Your goal
Reproduce every record below exactly, with the pictures left out.

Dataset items
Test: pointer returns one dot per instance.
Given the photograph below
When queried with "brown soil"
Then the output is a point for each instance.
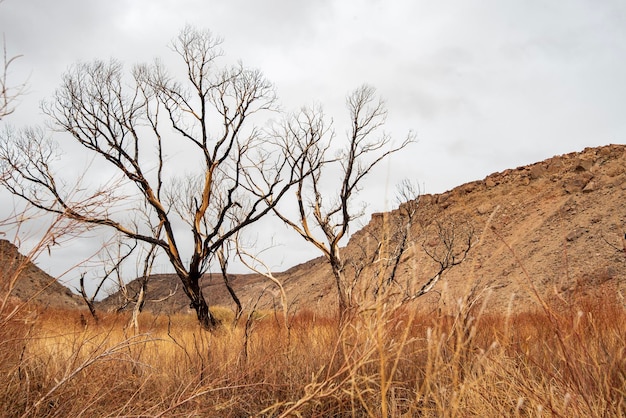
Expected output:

The answer
Test: pointer returns one dot per instance.
Given the photograph below
When queried with "brown soil"
Then the output is a point for each instance.
Expected output:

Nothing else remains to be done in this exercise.